Print the passage from the text on ADP receptor antagonist use, between "Pretreatment with ADP" and "the catheterization procedure.", inclusive, copying it exactly.

> Reading text:
*** Begin section ***
Pretreatment with ADP receptor antagonists before coronary angiography is controversial. American ACS guidelines recommend starting ADP receptor antagonists “as soon as possible,” but the ACCOAST study has shown that pretreatment with prasugrel prior to angiography increased bleeding events without reducing ischemic events for up to 30 days.1,11,23 Furthermore, a needed CABG procedure may be delayed upon intake of an ADP receptor antagonist. Fan et al. published a database study looking at pretreatment prescribing patterns in contemporary U.S. practice. Pretreatment with an ADP receptor antagonist was observed in 23% of patients receiving PCI, with a trend toward lower rates of pretreatment over time with ticagrelor and prasugrel. 16 Similarly, 82% of patients in our study who received PCI received an ADP receptor antagonist after angiography or after the catheterization procedure.
When examining clopidogrel loading doses, we found that 72% of patients receiving a clopidogrel loading dose received 600 mg despite the FDA-labeled indication for 300 mg. Pharmacokinetic studies have shown that loading with 600 mg resulted in higher plasma concentrations of the active metabolite and lower values for ADP-induced platelet aggregation four hours after drug administration.29 Clinically, this has translated into better outcomes as shown in a study looking at STEMI patients undergoing PCI. The 600-mg dose was associated with improvements in procedural angiographic endpoints and one-year clinical outcomes.30
Guidelines were recently published in Circulation based on expert consensus about switching between oral agents. These guidelines suggest that in the acute/early phase (30 days or less from the index event), switching should occur with the administration of a loading dose in most cases, excepting patients who are de-escalating therapy because of bleeding. For those patients, a maintenance dose of clopidogrel should be considered.31 In our study, six of 19 patients were reloaded after switching from another ADP receptor antagonist. This demonstrates variability in contemporary practice and slow uptake of current guidelines.
Adherence to FDA-Approved Dosing
Our study showed that ADP receptor antagonists were prescribed several times outside the recommended use per FDA-approved prescribing information based on relative or absolute contraindications. Nine percent of the clopidogrel group received omeprazole or esomeprazole even though this is considered a major drug–drug interaction. Although the significance of the interaction is still controversial, the FDA warns against concomitant use due to possible reduction in clopidogrel active metabolite levels and antiplatelet activity. However, no known studies have demonstrated increased risks in cardiovascular events due to this interaction.32,33 Two patients in our study were prescribed a higher dose of clopidogrel upon discharge due to inadequate platelet inhibition. However, a study comparing prasugrel with daily clopidogrel and twice-daily clopidogrel showed no benefit to dosing clopidogrel twice daily. This may be due to the small sample size and lack of power to detect differences.34 In our cohort, prasugrel was prescribed outside the prescribing information in 11% of cases compared with the 6% to 50% rate reported in the literature.15,17,18 Therefore, the use of ADP receptors outside of FDA recommendations is not uncommon and may be an area for quality improvement efforts.
*** End section ***
> Material shown:
*** Begin section ***
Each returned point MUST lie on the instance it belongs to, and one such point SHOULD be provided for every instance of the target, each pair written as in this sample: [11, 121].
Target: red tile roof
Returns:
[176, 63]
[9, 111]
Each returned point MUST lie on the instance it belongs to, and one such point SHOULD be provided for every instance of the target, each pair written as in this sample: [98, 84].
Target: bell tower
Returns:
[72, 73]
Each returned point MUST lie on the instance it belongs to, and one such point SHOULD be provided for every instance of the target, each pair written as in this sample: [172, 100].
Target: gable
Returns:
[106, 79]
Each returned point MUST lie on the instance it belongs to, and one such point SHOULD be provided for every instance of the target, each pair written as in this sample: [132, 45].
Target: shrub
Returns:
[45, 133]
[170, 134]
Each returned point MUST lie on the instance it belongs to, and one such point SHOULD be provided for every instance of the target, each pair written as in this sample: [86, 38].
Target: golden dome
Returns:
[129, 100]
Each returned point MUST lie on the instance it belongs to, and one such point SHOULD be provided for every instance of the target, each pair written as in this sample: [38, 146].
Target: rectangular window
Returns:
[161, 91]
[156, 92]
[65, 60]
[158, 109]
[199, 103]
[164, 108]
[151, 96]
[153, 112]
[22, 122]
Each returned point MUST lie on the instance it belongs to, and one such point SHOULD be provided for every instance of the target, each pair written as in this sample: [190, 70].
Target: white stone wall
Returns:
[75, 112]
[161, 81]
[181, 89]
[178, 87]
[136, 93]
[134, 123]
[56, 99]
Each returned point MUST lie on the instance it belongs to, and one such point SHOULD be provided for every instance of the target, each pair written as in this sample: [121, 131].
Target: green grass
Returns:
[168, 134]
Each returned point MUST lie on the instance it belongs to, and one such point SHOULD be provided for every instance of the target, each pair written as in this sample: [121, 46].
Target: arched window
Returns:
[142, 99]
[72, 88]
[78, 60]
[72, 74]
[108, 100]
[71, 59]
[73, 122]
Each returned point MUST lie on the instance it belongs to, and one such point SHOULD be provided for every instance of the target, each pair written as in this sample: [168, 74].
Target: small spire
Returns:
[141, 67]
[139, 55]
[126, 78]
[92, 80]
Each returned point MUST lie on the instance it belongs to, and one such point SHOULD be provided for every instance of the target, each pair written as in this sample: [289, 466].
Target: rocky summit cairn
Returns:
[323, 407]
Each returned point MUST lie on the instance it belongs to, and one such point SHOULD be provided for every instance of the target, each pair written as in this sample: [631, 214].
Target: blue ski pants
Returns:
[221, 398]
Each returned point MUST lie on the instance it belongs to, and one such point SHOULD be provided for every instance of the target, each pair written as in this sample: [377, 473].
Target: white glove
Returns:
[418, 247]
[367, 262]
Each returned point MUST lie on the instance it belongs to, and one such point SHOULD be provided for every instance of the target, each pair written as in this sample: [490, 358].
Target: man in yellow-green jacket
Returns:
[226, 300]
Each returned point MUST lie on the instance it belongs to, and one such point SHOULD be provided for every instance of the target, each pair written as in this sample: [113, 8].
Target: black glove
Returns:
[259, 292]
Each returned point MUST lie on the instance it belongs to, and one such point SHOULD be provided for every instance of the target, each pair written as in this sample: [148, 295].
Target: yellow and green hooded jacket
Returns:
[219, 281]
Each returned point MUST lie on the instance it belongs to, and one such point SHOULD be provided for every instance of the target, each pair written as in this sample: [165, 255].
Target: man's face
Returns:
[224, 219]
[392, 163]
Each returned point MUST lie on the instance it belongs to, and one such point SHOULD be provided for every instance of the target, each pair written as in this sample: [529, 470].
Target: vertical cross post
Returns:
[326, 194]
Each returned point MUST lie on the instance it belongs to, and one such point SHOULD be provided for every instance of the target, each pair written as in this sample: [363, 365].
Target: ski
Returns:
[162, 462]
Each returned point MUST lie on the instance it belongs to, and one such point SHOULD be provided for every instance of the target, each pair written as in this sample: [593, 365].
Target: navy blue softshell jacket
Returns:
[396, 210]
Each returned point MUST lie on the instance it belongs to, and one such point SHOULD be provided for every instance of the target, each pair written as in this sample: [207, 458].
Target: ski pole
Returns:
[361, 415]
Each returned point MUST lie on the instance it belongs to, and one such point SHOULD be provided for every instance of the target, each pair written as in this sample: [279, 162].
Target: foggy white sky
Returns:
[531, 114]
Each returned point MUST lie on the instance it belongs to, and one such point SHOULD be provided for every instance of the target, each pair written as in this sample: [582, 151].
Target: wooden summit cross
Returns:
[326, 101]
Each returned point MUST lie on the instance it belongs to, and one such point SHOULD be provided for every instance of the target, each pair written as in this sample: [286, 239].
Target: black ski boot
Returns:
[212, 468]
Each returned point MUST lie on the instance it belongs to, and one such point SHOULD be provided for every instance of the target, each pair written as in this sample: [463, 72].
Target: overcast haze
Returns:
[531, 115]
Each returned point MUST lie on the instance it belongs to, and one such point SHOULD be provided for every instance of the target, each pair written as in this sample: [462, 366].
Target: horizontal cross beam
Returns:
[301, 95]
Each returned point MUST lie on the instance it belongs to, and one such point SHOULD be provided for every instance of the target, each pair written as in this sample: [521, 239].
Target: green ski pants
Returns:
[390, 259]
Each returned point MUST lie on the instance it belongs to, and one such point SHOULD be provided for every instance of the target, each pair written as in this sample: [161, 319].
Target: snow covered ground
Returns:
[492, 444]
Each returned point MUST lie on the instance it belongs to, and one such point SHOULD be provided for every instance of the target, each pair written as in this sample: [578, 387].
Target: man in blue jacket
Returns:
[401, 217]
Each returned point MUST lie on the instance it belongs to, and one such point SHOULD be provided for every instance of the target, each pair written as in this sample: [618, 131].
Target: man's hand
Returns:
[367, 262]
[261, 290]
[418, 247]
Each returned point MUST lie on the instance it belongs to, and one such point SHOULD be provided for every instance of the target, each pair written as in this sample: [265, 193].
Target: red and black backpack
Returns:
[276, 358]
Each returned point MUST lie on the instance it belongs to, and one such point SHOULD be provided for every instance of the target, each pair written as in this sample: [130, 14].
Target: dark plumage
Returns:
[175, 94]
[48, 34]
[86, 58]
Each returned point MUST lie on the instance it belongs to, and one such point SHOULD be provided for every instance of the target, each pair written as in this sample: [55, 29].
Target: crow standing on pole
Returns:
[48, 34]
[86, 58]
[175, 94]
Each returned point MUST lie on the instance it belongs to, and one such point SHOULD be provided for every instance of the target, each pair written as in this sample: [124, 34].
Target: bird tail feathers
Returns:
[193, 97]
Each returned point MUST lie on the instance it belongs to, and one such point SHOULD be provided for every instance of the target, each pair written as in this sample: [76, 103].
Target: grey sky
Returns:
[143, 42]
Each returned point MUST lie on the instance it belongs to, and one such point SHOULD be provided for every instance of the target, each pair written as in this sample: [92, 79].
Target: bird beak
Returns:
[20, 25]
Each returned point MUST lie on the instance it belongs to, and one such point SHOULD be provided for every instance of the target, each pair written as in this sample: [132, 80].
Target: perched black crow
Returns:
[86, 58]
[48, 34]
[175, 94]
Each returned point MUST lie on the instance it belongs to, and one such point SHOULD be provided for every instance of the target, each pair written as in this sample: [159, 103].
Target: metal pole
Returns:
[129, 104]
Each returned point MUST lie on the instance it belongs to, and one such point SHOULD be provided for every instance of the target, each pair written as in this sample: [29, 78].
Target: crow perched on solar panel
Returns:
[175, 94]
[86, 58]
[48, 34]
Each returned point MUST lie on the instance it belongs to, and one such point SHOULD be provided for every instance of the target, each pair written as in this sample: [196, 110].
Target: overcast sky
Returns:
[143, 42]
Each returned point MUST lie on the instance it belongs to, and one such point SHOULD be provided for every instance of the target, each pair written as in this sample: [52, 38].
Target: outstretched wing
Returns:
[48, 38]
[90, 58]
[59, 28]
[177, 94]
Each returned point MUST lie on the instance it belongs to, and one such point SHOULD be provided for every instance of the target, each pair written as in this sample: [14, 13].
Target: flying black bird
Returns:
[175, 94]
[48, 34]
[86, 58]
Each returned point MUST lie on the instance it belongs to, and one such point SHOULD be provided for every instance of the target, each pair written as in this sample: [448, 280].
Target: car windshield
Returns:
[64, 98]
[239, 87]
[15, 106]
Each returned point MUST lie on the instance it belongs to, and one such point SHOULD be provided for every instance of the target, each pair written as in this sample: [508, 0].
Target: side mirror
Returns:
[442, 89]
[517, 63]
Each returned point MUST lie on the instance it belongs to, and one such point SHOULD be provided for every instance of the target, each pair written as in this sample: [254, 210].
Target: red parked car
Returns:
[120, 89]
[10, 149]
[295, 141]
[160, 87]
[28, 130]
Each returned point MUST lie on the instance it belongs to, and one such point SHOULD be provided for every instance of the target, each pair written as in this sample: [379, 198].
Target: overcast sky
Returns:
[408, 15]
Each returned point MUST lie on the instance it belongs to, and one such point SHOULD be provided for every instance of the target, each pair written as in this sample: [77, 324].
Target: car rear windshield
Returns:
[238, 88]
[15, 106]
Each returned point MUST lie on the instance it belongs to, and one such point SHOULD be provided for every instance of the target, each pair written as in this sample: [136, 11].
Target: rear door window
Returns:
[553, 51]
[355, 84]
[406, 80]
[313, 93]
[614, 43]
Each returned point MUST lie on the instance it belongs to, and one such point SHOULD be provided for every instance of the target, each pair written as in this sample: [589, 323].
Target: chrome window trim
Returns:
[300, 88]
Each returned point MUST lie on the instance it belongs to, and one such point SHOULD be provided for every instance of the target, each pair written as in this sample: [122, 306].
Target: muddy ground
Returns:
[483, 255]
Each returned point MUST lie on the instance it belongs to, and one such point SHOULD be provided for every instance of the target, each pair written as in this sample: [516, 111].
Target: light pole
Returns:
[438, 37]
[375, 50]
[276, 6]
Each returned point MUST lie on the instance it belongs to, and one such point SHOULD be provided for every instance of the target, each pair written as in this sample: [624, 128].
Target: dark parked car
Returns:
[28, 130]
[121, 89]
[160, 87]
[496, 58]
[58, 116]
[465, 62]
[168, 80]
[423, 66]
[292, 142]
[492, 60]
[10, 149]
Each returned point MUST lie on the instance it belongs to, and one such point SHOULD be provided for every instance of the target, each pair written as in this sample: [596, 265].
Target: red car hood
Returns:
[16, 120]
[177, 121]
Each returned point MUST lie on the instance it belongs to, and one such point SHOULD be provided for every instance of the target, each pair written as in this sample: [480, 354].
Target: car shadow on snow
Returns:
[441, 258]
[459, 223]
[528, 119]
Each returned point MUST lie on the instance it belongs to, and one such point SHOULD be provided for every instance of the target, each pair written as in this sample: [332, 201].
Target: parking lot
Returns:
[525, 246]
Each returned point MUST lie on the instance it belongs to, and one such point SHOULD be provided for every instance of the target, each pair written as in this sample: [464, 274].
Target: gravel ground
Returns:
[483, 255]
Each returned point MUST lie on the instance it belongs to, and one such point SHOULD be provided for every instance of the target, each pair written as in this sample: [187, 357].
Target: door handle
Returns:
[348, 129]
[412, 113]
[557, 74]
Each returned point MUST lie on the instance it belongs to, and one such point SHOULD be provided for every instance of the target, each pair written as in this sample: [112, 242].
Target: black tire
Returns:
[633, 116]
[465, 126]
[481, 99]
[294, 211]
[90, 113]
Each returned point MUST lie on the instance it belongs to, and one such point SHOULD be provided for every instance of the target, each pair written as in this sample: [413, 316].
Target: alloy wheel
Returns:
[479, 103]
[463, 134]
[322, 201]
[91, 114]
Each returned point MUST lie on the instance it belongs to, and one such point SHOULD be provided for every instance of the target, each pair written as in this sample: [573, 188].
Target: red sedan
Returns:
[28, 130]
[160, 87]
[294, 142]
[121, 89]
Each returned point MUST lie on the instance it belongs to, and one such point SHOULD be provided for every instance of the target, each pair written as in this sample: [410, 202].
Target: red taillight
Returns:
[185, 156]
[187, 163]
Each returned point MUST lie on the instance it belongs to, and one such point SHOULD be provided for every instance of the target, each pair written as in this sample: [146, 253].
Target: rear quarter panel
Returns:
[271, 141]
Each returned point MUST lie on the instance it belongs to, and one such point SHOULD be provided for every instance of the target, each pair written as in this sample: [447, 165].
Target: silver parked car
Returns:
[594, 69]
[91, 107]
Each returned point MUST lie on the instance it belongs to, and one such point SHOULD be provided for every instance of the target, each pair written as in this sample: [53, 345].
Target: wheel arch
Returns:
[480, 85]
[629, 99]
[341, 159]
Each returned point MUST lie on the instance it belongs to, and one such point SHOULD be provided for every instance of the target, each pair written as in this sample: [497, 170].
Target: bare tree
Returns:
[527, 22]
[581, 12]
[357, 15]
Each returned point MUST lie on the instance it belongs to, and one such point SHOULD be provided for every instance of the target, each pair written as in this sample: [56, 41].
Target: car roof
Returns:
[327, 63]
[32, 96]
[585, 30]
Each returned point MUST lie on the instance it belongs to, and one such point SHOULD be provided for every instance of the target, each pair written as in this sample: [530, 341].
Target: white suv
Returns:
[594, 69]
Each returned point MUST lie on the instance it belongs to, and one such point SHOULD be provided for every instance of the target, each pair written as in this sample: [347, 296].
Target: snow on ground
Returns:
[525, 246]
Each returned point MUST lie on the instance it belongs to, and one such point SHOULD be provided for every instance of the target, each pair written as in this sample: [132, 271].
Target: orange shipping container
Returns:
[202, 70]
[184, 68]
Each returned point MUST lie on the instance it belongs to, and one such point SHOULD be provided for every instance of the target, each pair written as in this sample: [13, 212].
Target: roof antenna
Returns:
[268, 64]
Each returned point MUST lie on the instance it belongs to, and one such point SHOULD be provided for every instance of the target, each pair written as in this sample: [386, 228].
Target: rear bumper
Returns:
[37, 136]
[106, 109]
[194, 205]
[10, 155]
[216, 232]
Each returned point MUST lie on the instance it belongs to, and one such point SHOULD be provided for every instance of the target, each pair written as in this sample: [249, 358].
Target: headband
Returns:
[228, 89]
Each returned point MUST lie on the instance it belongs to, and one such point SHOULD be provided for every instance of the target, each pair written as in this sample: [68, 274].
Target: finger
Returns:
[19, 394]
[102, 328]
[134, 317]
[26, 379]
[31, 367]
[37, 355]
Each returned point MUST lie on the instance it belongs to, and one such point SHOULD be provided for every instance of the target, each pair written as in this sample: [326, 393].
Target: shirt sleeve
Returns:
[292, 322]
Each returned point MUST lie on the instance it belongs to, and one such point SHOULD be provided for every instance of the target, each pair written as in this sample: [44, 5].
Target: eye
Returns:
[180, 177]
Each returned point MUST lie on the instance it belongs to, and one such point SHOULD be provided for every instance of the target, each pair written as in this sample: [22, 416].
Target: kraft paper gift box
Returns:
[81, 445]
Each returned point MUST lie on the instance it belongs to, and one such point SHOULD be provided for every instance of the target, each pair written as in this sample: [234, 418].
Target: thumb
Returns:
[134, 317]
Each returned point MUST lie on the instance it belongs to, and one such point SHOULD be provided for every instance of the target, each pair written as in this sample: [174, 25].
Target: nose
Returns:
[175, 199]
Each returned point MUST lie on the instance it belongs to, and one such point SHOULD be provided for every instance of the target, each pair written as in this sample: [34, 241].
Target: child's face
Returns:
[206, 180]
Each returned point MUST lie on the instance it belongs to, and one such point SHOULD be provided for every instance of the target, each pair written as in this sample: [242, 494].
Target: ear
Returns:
*** End section ***
> Exercise answer:
Pretreatment with ADP receptor antagonists before coronary angiography is controversial. American ACS guidelines recommend starting ADP receptor antagonists “as soon as possible,” but the ACCOAST study has shown that pretreatment with prasugrel prior to angiography increased bleeding events without reducing ischemic events for up to 30 days.1,11,23 Furthermore, a needed CABG procedure may be delayed upon intake of an ADP receptor antagonist. Fan et al. published a database study looking at pretreatment prescribing patterns in contemporary U.S. practice. Pretreatment with an ADP receptor antagonist was observed in 23% of patients receiving PCI, with a trend toward lower rates of pretreatment over time with ticagrelor and prasugrel. 16 Similarly, 82% of patients in our study who received PCI received an ADP receptor antagonist after angiography or after the catheterization procedure.